--- What to work on ---
Return every record below exactly as written, but leave out the pictures.

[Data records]
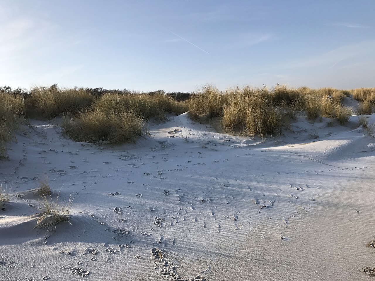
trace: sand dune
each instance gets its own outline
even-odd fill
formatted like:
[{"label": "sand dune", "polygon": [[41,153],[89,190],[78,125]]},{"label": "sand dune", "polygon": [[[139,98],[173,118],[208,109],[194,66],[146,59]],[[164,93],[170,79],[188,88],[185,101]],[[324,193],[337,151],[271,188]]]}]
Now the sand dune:
[{"label": "sand dune", "polygon": [[[170,117],[114,147],[32,120],[0,162],[0,279],[370,279],[375,139],[357,117],[300,118],[266,139]],[[74,199],[68,222],[41,229],[45,175]]]}]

--- Result ---
trace: sand dune
each instance gets its own outline
even-odd fill
formatted like:
[{"label": "sand dune", "polygon": [[41,153],[89,190],[78,125]]},{"label": "sand dune", "polygon": [[[139,98],[173,118],[208,109],[194,66],[146,59]],[[164,93],[170,79],[188,88],[185,101]],[[324,193],[337,151],[271,188]]]}]
Now the sand dune:
[{"label": "sand dune", "polygon": [[[170,117],[114,147],[32,120],[0,162],[0,279],[370,279],[375,139],[357,117],[300,118],[266,139]],[[74,199],[68,222],[41,229],[45,175]]]}]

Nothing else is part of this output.